╭─ DOCUMENT
14 August 2023

Offensive Tool Development - The Shellcode Compiler Was Right There All Along... (Part 2)

Apparently, I need to put something here so a section title doesn’t become the preview text…

A “Shellcode” configuration for the Linux Toolchain

I am no longer going to continue comparing this technique to bootloader construction. The section in my previous post was mostly just to be illustrative of the toolchain’s flexibility and to introduce this concept via the technology that inspired this line of research. From now on this post will be more direct with what we are doing.

Okay? Lets do this.

We are going to need some ingredients to make this work. So, lets look at our C example from earlier.

static char* msg = "Hello, Friend\n";

int main(){
  int size = write(1, msg, 14);
  return 0;                                    
}

There are some implied dependencies to even this short snippit of code that gcc hides from the developer. This is a good thing, because for the vast majority of development use cases the developer does not care where write comes from. They just want a stable interface.

As a side note, this code also assumes a specific kind of UNIX compatible environment via the implicit use of 1 as the file descriptor of STDOUT.

So, where does write come from? Usually it is provided by the c standard library. gcc allows for configurations that do not use this library. The default behavior, however, is to use it. This is unsutible for shellcode development. We’re going to need our own.

The Compiler’s 3 stages

Welcome back to CompSci 101, bitches.

I was a smoker in college, so let me have this.

It’s time for a quick review of the steps used by the toolchain to create the output binary. There are three standard steps. These steps are as follows.

Lexical Processing (C -> AST)
Compilation (AST -> ASM/.o)
Linking (.o -> .elf/.so/etc)

The main step we are concerned with here is the linking step. That’s where the core of this set of techniques come from. The linker’s job is to resolve symbols between object files and construct the requested binary from them. This is done via a linker script (this part is important, so remember it.) Object files are, mostly, 1-to-1 with the .c files that functions exist in. The general pattern that C projects follow is to have the compiler generate object files from all of the .c files and then use the linker to bind all of the resultant .o files into the final binary(ies).

This allows us to define any of the functions that we use in our project. If we define write and use it in our project, the linker will generally prefer to use the implementation provided by the project. User defined code nearly always has preference to library code durring this step. (Specific configurations violate this principal, but that is out of scope here.).

That was technical, so lets take a step back and contextualize this. We want the above C code to become shellcode. As it stands, running gcc hello.c will just produce an a.out. This file is a linux ELF which relies on the standard library’s implementation of write. Our next step is to figure out how to elemenate this dependency and how to instruct the linker to create the kind of file we want.
╰─
╭─ RECORD EXCERPTS
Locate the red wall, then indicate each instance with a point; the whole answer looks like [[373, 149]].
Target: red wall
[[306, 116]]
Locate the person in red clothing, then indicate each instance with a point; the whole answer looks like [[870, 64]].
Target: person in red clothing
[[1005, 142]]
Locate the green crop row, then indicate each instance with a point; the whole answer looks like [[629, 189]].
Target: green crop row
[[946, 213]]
╰─
╭─ RECORD EXCERPTS
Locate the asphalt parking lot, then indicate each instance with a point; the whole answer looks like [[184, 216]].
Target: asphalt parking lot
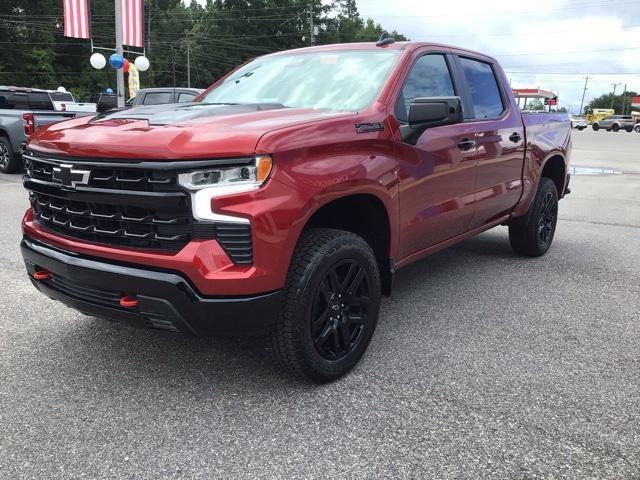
╰─
PROBLEMS TO WORK ON:
a – Repeat the part of the shellcode compiler post between "There are some" and "descriptor of STDOUT.", inclusive.
b – Carry on writing the shellcode compiler post from its final sentence.

ANSWERS TO THE PROBLEMS:
a –
There are some implied dependencies to even this short snippit of code that gcc hides from the developer. This is a good thing, because for the vast majority of development use cases the developer does not care where write comes from. They just want a stable interface.

As a side note, this code also assumes a specific kind of UNIX compatible environment via the implicit use of 1 as the file descriptor of STDOUT.

b –
Linker Scripts, and other witchcraft punishable by the church

Linkers use scripts to define the file format of the binary it is tasked to create. The ELF and SO file formats are defined via these scripts. These scripts are, usually, not exposed to the developer using gcc and ld

In total honesty, these scripts are still somewhat of an enigma to me. I was able to cobble together one that created shellcode by, mostly, trial and error. That script is as follows.

MEMORY
  {
    RAM : ORIGIN = 0, LENGTH = 4M
  }

REGION_ALIAS("REGION_TEXT", RAM);
REGION_ALIAS("REGION_RODATA", RAM);
REGION_ALIAS("REGION_DATA", RAM);
REGION_ALIAS("REGION_BSS", RAM);

ENTRY(start_external)

SECTIONS
  {
    .text :
      {
        /*
         * Align on 1 may cause breakage.
         * SO, don't say I didn't warn you.
         */
        . = ALIGN(1);
        /*
         * hmm yes, the text segment address 
         * is made out of text segment address
         */
        *(.text)
      } > REGION_TEXT
    .rodata :
      {
        /* I'll not make the same joke twice
         * but basically just say the .rodata
         * pointer exists at the current cursor
         * location 
         */
        *(.rodata)
        /*rodata_end = .;*/
       } > REGION_RODATA
   }
    /*.data : AT (rodata_end)
      {
        data_start = .;
        *(.data)
      } > REGION_DATA
    data_size = SIZEOF(.data);
    data_load_start = LOADADDR(.data);
    .bss :
      {
        *(.bss)
      } > REGION_BSS
  }*/

I understand that this script is pretty hidious, so if anyone has more experience with these things, please reach out. I would love to learn more.

This script expects the symbol start_external to exist. Any set of object files that have this symbol defined should technically link via this script, but YMMV.

This leads us to something we have to define ourselves. This linker script expects start_external to exist and to be the entry point. So lets do that. Right now this is x86_64 specific, but other start.s variants can be created that serve other architectures.

.text
.intel_syntax noprefix
.extern _start
.global start_external
.equ SYS_exit, 60

start_external:
call _start
mov rax, SYS_exit
syscall

Now for a little bit of congratulations to ourselves. Let’s talk about what this gives us. The linker script above puts the start_external function as the first byte of the output file (as long as start.o is the first file given to the linker). This means as long as we implement start_external we have shellcode that is linked by this script with only one architecture dependent assembly file.

We do, however, need this asm file to call into our C code. That is via the expectation of a defined _start function.

All the above code does is define a text segment (where binary code lives in an ELF file), call into _start, and then exit() via direct syscall invocation.

So, let’s modify our C code to define the new C entry point _start.

static char* msg = "Hello, Friend\n";

int _start(){
  int size = write(1, msg, 14);
  return 0;                                    
}

Another thing to note is that we can define the function prototype of _start to be anything we like. If we make the assumption that the shellcode we generate is going to be used via a call to a function pointer then we can define this function prototype to accept arguments. The only limitation to this I can think of is that start_external must not modify register state. (If you implement this for 32 bit x86 then you may want to switch out the call for a jmp and exit from your shellcode itself, so the stack remains how the callee function expects it.)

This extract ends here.